◆ Page text:

============================================================

From 87b6f8e40288c7fb8efe0493994ddfface55c2b2 Mon Sep 17 00:00:00 2001
From: Chuck McCallum <mccalluc@users.noreply.github.com>
Date: Thu, 7 Nov 2024 17:13:56 -0500
Subject: [PATCH 1/2] More tooltips (#135)

---
 WHAT-WE-LEARNED.md                            |  6 ++-
 dp_creator_ii/app/analysis_panel.py           | 27 +++++++++++-
 dp_creator_ii/app/components/column_module.py | 44 ++++++++++++++++++-
 3 files changed, 74 insertions(+), 3 deletions(-)

diff --git a/WHAT-WE-LEARNED.md b/WHAT-WE-LEARNED.md
index cbddfaa..72a09ca 100644
--- a/WHAT-WE-LEARNED.md
+++ b/WHAT-WE-LEARNED.md
@@ -8,7 +8,7 @@ Unless I'm missing something, there doesn't seem to be any warning when there is
 
 ## UI and Server functions don't really separate concerns
 
-My first impression was that the UI function would be something like a "view" and the server would be a "controller", but for any kind of conditional display I need a `render.ui`, so that distinction breaks down quickly.
+My first impression was that the UI function would be something like a "view" and the server would be a "controller", but for any kind of conditional display I need a `render.ui`, so that distinction breaks down quickly. Just maintaining a naming convention for these little bits of UI in the server gets to be a chore. It would be kludgy, but what if we could suply lambdas instead of names?
 
 ## Refactoring: values vs. reactive values
 
@@ -63,6 +63,10 @@ I've had to tweak the CSS a few times:
 The different flavors of "Shiny" are a bit of nuissance when trying to find examples.
 The maturity of Shiny for R means that the vast majority of the examples are for R, even with Python in the search. It would be nice if the docs site remembered that I only want to look at docs for Core.

============================================================

◆ Brief:
Answer these from the patch text, one answer per line:
1. How many insertions and deletions does the patch report in total?
2. What does the author say is needed for any kind of conditional display?
3. What does the patch give as the reason most Shiny examples are for R?

◆ Supplied material:
============================================================

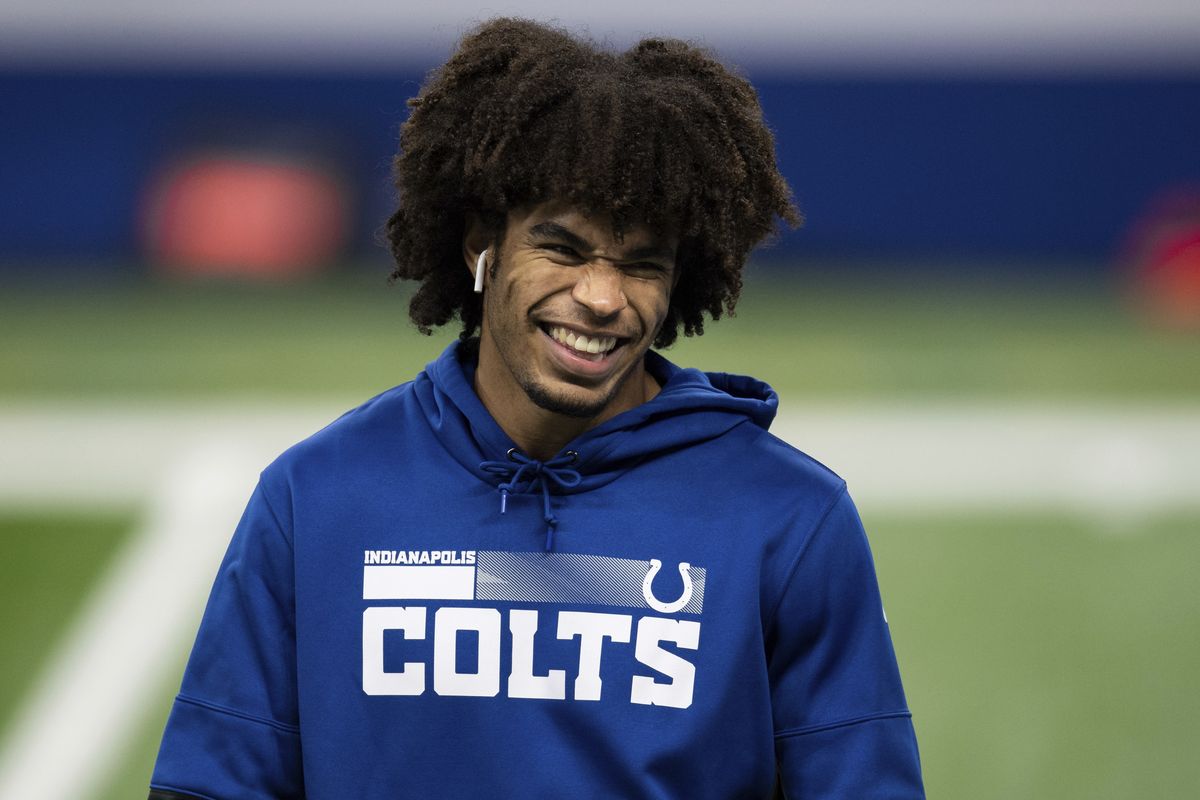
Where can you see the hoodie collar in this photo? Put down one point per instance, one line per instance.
(690, 408)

============================================================

◆ Exercise solution:
1. 74 insertions and 3 deletions.
2. A `render.ui`.
3. The maturity of Shiny for R.